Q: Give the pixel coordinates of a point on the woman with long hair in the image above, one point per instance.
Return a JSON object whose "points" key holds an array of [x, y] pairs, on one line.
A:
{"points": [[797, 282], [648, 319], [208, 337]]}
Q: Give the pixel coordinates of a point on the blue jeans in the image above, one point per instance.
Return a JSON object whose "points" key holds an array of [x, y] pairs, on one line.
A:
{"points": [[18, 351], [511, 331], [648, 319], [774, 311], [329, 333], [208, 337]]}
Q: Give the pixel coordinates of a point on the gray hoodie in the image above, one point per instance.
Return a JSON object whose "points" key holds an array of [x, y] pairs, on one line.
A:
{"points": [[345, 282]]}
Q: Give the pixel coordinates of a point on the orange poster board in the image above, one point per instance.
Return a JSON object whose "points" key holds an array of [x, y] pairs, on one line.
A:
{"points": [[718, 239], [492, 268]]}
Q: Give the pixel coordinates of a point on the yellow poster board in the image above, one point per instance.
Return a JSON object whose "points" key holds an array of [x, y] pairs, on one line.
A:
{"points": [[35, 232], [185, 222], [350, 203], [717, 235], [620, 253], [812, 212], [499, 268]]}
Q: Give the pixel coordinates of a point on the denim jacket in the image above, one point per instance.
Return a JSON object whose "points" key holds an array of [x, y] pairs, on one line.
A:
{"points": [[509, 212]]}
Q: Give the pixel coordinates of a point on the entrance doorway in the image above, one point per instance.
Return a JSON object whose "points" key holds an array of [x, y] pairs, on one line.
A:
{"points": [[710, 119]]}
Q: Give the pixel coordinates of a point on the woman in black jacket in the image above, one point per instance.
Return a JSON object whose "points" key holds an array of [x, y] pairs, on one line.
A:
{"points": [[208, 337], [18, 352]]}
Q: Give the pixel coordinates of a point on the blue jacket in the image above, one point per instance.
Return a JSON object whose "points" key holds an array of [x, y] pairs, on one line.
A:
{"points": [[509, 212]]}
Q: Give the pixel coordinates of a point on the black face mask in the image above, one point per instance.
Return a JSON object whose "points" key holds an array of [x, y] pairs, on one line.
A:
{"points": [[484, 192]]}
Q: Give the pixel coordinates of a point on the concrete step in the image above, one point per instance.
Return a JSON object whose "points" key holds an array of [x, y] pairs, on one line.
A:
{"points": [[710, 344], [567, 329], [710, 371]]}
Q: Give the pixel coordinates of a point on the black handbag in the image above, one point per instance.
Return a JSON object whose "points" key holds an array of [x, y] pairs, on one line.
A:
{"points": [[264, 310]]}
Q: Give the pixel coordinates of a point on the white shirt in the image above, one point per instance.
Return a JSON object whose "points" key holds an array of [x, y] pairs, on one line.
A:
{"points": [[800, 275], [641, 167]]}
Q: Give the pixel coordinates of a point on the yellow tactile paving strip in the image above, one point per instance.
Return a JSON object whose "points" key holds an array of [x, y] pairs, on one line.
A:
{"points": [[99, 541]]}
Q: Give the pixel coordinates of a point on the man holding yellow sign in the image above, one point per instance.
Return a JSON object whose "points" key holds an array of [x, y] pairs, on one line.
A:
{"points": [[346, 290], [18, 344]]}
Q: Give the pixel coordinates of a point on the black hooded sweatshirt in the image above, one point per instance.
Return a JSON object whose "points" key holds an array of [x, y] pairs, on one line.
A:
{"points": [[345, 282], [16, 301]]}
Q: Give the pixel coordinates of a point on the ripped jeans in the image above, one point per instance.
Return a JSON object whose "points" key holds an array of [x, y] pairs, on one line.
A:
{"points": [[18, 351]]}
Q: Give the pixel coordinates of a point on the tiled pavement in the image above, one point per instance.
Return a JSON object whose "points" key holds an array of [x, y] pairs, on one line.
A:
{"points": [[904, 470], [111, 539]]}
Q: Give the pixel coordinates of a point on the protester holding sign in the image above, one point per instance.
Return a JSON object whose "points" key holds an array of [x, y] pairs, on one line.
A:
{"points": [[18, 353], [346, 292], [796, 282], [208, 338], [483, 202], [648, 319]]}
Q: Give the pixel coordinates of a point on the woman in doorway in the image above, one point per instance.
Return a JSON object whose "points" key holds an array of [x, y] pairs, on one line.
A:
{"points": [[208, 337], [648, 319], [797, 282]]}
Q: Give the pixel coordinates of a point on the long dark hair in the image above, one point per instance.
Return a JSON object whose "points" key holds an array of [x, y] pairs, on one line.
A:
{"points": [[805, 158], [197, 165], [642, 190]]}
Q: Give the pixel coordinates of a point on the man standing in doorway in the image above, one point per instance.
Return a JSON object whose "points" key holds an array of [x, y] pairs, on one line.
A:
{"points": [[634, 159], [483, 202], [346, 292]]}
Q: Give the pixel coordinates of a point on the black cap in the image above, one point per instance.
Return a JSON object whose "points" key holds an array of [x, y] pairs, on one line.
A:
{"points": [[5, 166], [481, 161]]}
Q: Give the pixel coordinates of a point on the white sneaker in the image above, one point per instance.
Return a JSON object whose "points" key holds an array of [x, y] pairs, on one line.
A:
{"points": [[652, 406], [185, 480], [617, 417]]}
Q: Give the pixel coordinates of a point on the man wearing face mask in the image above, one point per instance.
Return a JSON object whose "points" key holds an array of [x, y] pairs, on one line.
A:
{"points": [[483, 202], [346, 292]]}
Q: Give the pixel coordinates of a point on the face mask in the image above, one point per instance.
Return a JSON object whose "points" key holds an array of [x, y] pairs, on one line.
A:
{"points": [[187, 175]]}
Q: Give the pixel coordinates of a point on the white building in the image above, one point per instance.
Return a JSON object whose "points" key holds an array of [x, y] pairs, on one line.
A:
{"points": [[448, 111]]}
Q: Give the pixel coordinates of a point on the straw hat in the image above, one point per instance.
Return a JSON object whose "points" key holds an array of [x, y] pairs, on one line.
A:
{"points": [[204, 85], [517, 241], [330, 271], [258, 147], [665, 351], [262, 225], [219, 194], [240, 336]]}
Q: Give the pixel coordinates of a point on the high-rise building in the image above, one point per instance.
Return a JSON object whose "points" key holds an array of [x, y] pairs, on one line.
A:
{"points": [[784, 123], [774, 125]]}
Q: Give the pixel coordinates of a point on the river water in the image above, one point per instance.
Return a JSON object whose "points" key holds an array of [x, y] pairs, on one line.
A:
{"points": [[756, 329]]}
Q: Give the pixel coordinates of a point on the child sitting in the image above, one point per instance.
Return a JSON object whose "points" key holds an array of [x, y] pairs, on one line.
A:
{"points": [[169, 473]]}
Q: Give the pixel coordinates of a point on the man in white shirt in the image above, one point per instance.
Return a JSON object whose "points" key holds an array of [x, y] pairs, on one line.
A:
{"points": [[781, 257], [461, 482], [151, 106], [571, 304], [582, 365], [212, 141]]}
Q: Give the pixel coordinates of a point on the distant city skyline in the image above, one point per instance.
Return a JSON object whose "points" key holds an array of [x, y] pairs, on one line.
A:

- [What to work on]: Copy out every line of the data above word for word, leaving nothing out and changing nothing.

- [Solution below]:
Q: Give the pixel coordinates of a point on the woman with long hair in the image above, one point per instance.
Return a JSON object whose "points" key holds an array of [x, y] pairs, on one line.
A:
{"points": [[797, 282], [648, 319], [208, 337]]}
Q: Give the pixel coordinates of a point on the blue jeans in the image above, one point per instance.
Return a JSON object whose "points" key holds an array of [x, y] pairs, on one line.
A:
{"points": [[18, 351], [511, 331], [648, 319], [774, 311], [329, 333], [208, 337]]}
Q: Give the pixel coordinates of a point on the gray hoodie in the image above, one point per instance.
Return a JSON object whose "points" key holds an array of [x, y] pairs, on one line.
A:
{"points": [[345, 282]]}
Q: Give the pixel coordinates of a point on the orange poster board in the image above, one point per instance.
Return a JSON object whose "points" key holds an array of [x, y] pairs, on one line.
A:
{"points": [[718, 239], [492, 268]]}
Q: Give the pixel coordinates of a point on the yellow poster board in the image above, one point per instance.
Return a JSON object whose "points" key holds an array of [x, y] pairs, on one line.
A:
{"points": [[35, 232], [185, 222], [350, 203], [717, 235], [620, 253], [812, 212], [499, 268]]}
Q: Give the pixel coordinates of a point on the denim jacket in the image above, one point per instance.
Return a JSON object whose "points" key holds an array of [x, y] pairs, on one line.
A:
{"points": [[509, 212]]}
Q: Give the pixel coordinates of a point on the entrance doorway in the image above, one point per instance.
Return a JSON object whose "points" key holds an array of [x, y] pairs, on one line.
A:
{"points": [[710, 119]]}
Q: Give the pixel coordinates of a point on the woman in black jacket in the image above, one point per instance.
Return a JSON object whose "points" key holds an array of [x, y] pairs, on one line.
A:
{"points": [[208, 337], [18, 352]]}
Q: Give the pixel coordinates of a point on the blue jacket in the image above, one point per instance.
Return a JSON object whose "points" key holds an array of [x, y] pairs, on one line.
A:
{"points": [[509, 212]]}
Q: Give the pixel coordinates of a point on the black face mask in the image above, one point per instance.
Return a JSON object whose "points" key holds an array of [x, y] pairs, on one line.
A:
{"points": [[484, 192]]}
Q: Give the pixel coordinates of a point on the concrete step in the image above, one point per instance.
Return a JSON object whose "points" key holds an array of [x, y] pairs, on one line.
A:
{"points": [[710, 344], [567, 329], [710, 371]]}
Q: Give the pixel coordinates of a point on the black handbag in the image above, one point per instance.
Return a JSON object whose "points" key holds an array of [x, y] pairs, on one line.
A:
{"points": [[264, 310]]}
Q: Give the pixel coordinates of a point on the white shirt in the image above, one point per instance.
Return a JSON object whose "points" key holds an array of [x, y] pairs, on one line.
A:
{"points": [[800, 275], [641, 167]]}
Q: Give the pixel coordinates of a point on the yellow tactile paving strip in the image above, one point per instance.
Return a JSON object whose "points" key holds an array of [x, y] pairs, on one line.
A:
{"points": [[99, 541]]}
Q: Give the pixel coordinates of a point on the man holding yellow sign in the image above, one point per instance.
Return a JSON object whose "points" key holds an array of [x, y] pairs, on one line.
A:
{"points": [[346, 290], [18, 344]]}
Q: Give the pixel coordinates of a point on the black hooded sweatshirt in the image above, one point per instance.
Return a JSON object whose "points" key holds an array of [x, y] pairs, on one line.
A:
{"points": [[345, 282], [16, 301]]}
Q: Give the pixel coordinates of a point on the ripped jeans in the image above, one point per instance.
Return a JSON object whose "points" key holds an array of [x, y] pairs, on one line.
A:
{"points": [[18, 351]]}
Q: Give the pixel coordinates of a point on the tiled pavement in the image above, one point per instance.
Return a JSON object whose "points" key holds an array of [x, y] pairs, on one line.
A:
{"points": [[904, 470], [111, 539]]}
Q: Give the pixel coordinates of a point on the protester holding sign in the image above, one point per instance.
Return a JSON object whose "points" key holds an array of [x, y] pairs, on one line.
A:
{"points": [[18, 353], [346, 292], [796, 282], [208, 338], [483, 202], [648, 319]]}
Q: Give the pixel coordinates of a point on the woman in doorway in the image above, one point per instance.
Return a JSON object whose "points" key holds an array of [x, y] pairs, on one line.
A:
{"points": [[208, 337], [648, 319], [797, 282]]}
Q: Give the pixel coordinates of a point on the long dark hair in the image above, one point per instance.
Return a JSON object whose "points" key holds an array of [x, y] pairs, on one line.
A:
{"points": [[805, 158], [197, 165], [642, 190]]}
Q: Give the pixel coordinates of a point on the man standing in doorway in the image above, one point per instance.
Return a JSON object whose "points" key holds an array of [x, y] pairs, on one line.
A:
{"points": [[634, 159], [483, 202], [346, 292]]}
Q: Give the pixel coordinates of a point on the black cap in the image above, one point per instance.
Return a JSON object whose "points" key holds an array of [x, y] pairs, on one line.
A:
{"points": [[5, 166], [481, 161]]}
Q: Give the pixel coordinates of a point on the white sneaker in the image above, one point per instance.
Return a JSON object whose "points" key holds an array of [x, y] pairs, on one line.
A:
{"points": [[652, 406], [185, 480], [617, 417]]}
Q: Give the pixel coordinates of a point on the man wearing face mask in the image above, one point per instance.
Return a JSON object whose "points" key holds an array of [x, y] pairs, on one line.
A:
{"points": [[483, 202], [346, 292]]}
Q: Give the pixel coordinates of a point on the face mask in the image above, one point per instance.
Return a JSON object whose "points" key holds an array of [x, y] pairs, on one line.
A:
{"points": [[187, 175]]}
Q: Give the pixel coordinates of a point on the white building in the image above, one point per instance.
Return a JSON object whose "points" key holds an array of [x, y] pairs, on one line.
A:
{"points": [[448, 111]]}
Q: Give the pixel coordinates of a point on the straw hat in the image above, one point per instance.
Return a JSON object whose "points" key holds an array of [x, y] pairs, on one line.
A:
{"points": [[204, 85], [517, 241], [330, 271], [258, 147], [665, 351], [262, 225], [219, 194], [240, 336]]}
Q: Give the pixel coordinates of a point on the high-rise building in the image above, one point per instance.
Return a JSON object whose "points" key holds an array of [x, y] pairs, on one line.
A:
{"points": [[784, 123], [774, 125]]}
Q: Give the pixel coordinates of a point on the river water in the image above, one point per instance.
Return a JSON object whose "points" key holds an array of [x, y] pairs, on one line.
A:
{"points": [[756, 329]]}
Q: Give the pixel coordinates of a point on the child sitting in the image above, one point per instance.
Return a JSON object whose "points" key holds an array of [x, y] pairs, on one line.
A:
{"points": [[169, 473]]}
Q: Give the pixel coordinates of a point on the man in white shirt in the image above, one point per instance.
Return a JSON object whose "points" key holds an array of [x, y] pairs, on one line.
A:
{"points": [[781, 257], [461, 482], [151, 106], [571, 304], [582, 365], [212, 141]]}
Q: Give the pixel coordinates of a point on the distant city skyline in the image above, one point per instance.
Return a JSON object whose "points" key holds an array of [x, y] pairs, on one line.
A:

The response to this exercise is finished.